AIM OF THE EXERCISE
Please give back each line below unchanged; none of the pictures should appear.

Photo-based referring expression data

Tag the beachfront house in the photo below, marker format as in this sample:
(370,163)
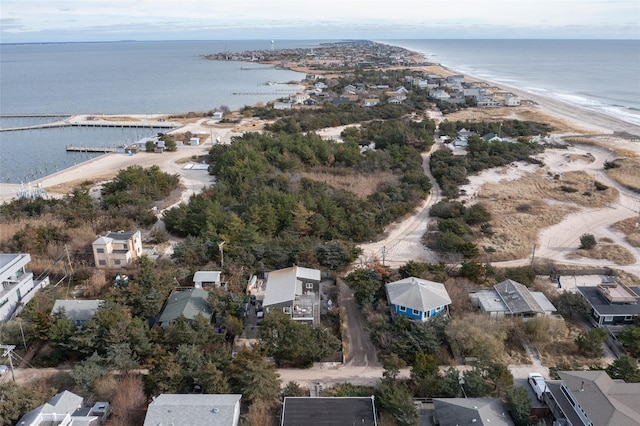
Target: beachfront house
(117,249)
(194,410)
(294,291)
(18,285)
(417,299)
(329,411)
(512,299)
(612,303)
(593,398)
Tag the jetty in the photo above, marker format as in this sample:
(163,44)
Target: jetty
(90,121)
(72,148)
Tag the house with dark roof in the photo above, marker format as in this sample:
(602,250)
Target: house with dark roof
(417,299)
(188,303)
(612,302)
(470,411)
(510,298)
(117,249)
(194,410)
(295,291)
(325,411)
(592,398)
(66,408)
(77,311)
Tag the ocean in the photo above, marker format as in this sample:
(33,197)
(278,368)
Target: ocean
(603,75)
(173,77)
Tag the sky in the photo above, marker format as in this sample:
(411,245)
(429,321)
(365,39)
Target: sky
(24,21)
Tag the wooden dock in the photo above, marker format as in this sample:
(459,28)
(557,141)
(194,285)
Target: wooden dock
(71,148)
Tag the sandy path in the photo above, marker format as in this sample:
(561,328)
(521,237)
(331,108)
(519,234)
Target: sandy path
(404,239)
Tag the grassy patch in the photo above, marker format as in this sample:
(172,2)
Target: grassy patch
(627,174)
(611,252)
(360,184)
(526,206)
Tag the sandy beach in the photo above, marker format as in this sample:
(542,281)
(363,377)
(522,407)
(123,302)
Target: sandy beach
(403,239)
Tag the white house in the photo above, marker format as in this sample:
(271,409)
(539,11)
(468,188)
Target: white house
(206,279)
(117,249)
(418,299)
(511,100)
(18,285)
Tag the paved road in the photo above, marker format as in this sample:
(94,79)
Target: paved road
(361,350)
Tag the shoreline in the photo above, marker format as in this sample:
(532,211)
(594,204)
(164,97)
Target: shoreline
(582,120)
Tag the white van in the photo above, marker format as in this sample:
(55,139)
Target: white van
(537,383)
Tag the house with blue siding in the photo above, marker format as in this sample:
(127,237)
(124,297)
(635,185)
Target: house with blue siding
(418,299)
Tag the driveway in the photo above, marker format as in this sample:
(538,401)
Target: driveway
(361,350)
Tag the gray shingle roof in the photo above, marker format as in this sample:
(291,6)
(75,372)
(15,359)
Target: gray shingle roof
(189,303)
(517,298)
(418,294)
(194,410)
(467,411)
(282,285)
(604,307)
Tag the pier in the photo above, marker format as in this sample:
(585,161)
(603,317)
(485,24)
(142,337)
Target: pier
(88,121)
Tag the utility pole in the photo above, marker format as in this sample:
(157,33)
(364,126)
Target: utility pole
(220,245)
(7,353)
(533,255)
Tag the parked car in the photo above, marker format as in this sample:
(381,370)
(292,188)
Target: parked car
(538,385)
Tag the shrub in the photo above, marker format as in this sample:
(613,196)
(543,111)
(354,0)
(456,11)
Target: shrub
(587,241)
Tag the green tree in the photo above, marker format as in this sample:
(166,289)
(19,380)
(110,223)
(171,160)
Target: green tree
(254,378)
(625,368)
(86,373)
(591,341)
(292,343)
(397,400)
(519,405)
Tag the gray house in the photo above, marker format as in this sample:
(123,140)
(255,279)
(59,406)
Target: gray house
(295,291)
(194,410)
(188,303)
(510,298)
(593,398)
(612,303)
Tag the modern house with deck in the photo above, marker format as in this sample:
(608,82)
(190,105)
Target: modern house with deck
(18,285)
(295,291)
(612,303)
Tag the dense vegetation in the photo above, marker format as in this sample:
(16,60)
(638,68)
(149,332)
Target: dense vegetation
(270,215)
(451,171)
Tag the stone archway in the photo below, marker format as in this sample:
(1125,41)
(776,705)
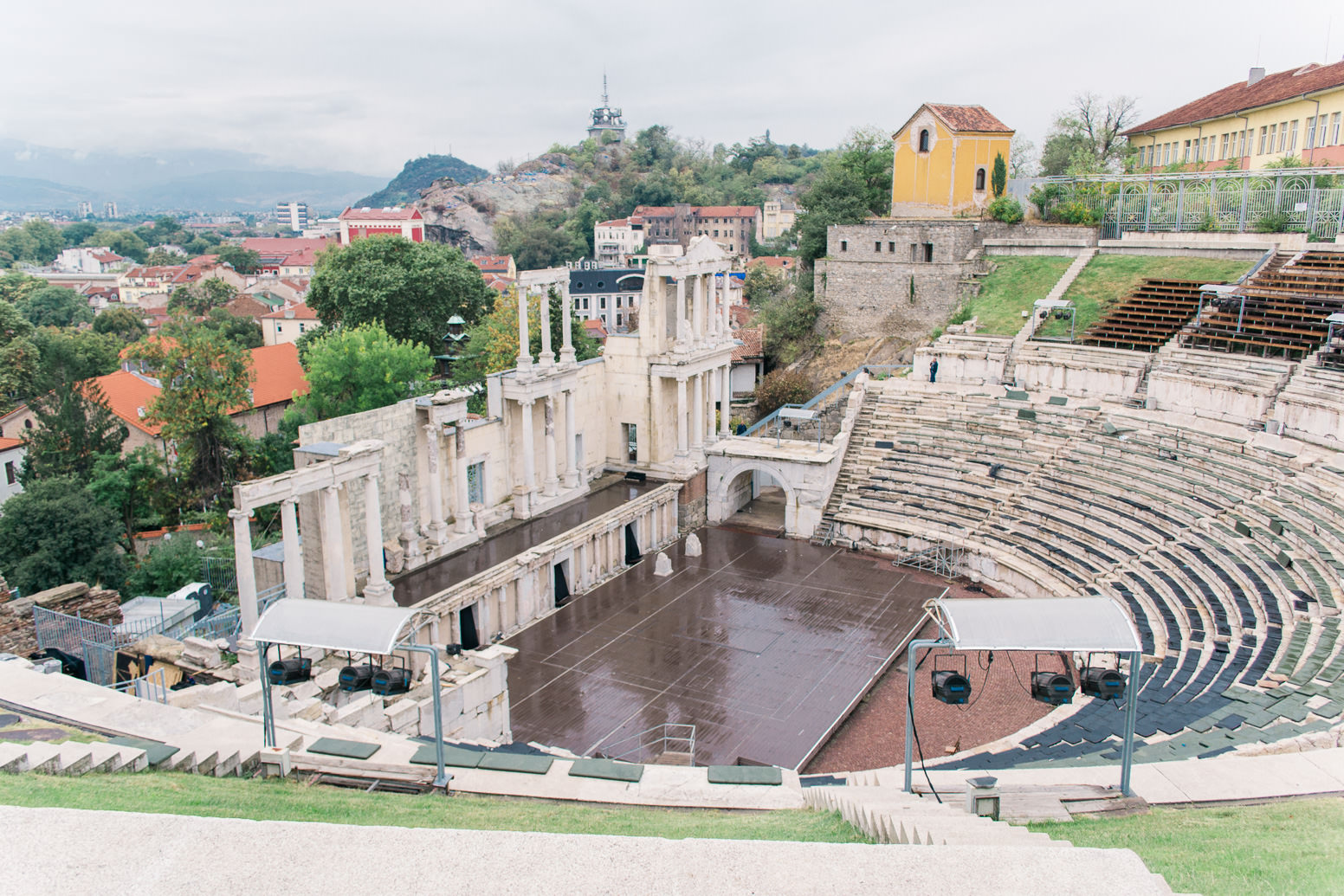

WRITTEN RESPONSE
Tag the beachfront house in the photo below, marker format as in this sample:
(370,163)
Target: beachfront house
(117,249)
(194,410)
(294,291)
(18,285)
(417,299)
(329,411)
(512,299)
(612,303)
(593,398)
Tag the jetty in the photo above, marker format as in this sample:
(163,44)
Target: jetty
(90,121)
(72,148)
Tag the house with dark roof in the photo above, marker format as in this sample:
(602,250)
Target: house with dark roof
(417,299)
(188,303)
(612,302)
(470,411)
(510,298)
(117,249)
(194,410)
(295,291)
(325,411)
(592,398)
(66,408)
(77,311)
Tag the ocean in the photo above, marker format as in this sample:
(33,197)
(278,368)
Target: ocean
(603,75)
(173,77)
Tag the sky in the photo above, marker format as in this sample:
(411,245)
(429,321)
(365,39)
Target: sky
(24,21)
Tag the wooden dock in the photo above, marker format as in this sample:
(459,28)
(557,141)
(194,285)
Target: wooden dock
(71,148)
Tag the sandy path in the photo above, marker format as in this sample:
(561,328)
(521,237)
(331,108)
(519,234)
Target: sandy path
(404,239)
Tag the grassy patch in the photo above, marker format as in this sample:
(172,2)
Target: grassy patch
(627,174)
(611,252)
(360,184)
(526,206)
Tag the sandy beach in the photo above, marker format as in this sample:
(542,281)
(363,377)
(522,407)
(123,302)
Target: sandy beach
(403,239)
Tag the white house in the photo above, marker format as in this sample:
(271,409)
(539,11)
(468,188)
Target: white house
(206,279)
(117,249)
(418,299)
(511,100)
(18,285)
Tag the paved road in the photo above, marker format as in this sample:
(94,79)
Target: paved road
(361,350)
Tag the shoreline in the photo above, marker format as in this sample:
(532,211)
(594,204)
(164,97)
Target: shoreline
(582,120)
Tag the white van in the photo above, marker format as in this sample:
(55,139)
Target: white van
(537,383)
Tag the house with blue siding in the photo above, marker format as in this sample:
(127,237)
(124,297)
(635,185)
Target: house with blue siding
(418,299)
Tag the driveway in the photo above, marker format as in this sample:
(538,401)
Target: driveway
(361,350)
Tag the gray shingle roof in the photo above, marker format as in this sample:
(291,6)
(75,372)
(15,359)
Target: gray shingle roof
(189,303)
(517,298)
(418,294)
(194,410)
(467,411)
(282,285)
(604,307)
Tag the pier in the photo above, marker format as in this sample:
(585,161)
(603,317)
(485,24)
(142,337)
Target: pier
(88,121)
Tag the utility pole in the photo above, marker format as in this sample:
(157,33)
(364,126)
Target: utility pole
(220,245)
(7,353)
(533,255)
Tag the parked car in the photo above, marker format as in this sample:
(381,370)
(292,188)
Target: parked car
(538,385)
Tag the shrub in the photo above, marker format as in this sample:
(613,196)
(543,111)
(354,0)
(456,11)
Target: shrub
(587,241)
Tag the green tree in the photo above, marker format as in this sample:
(166,289)
(19,380)
(110,223)
(171,160)
Target: green tree
(254,378)
(625,368)
(86,373)
(591,341)
(292,343)
(397,400)
(519,405)
Tag the gray house in the photo above, marker format as in this sample:
(123,140)
(255,279)
(59,406)
Target: gray house
(295,291)
(194,410)
(188,303)
(510,298)
(593,398)
(612,303)
Tag the modern house with deck in the photo above, marker format as in this sample:
(608,82)
(190,105)
Target: modern house with deck
(18,285)
(295,291)
(612,303)
Tag the dense vegetation in the photo above, marker format as in this sample:
(16,60)
(638,68)
(149,332)
Target: dense vegetation
(270,215)
(451,171)
Tag the stone archway in the photo below, marker format as in this sample:
(1125,41)
(776,705)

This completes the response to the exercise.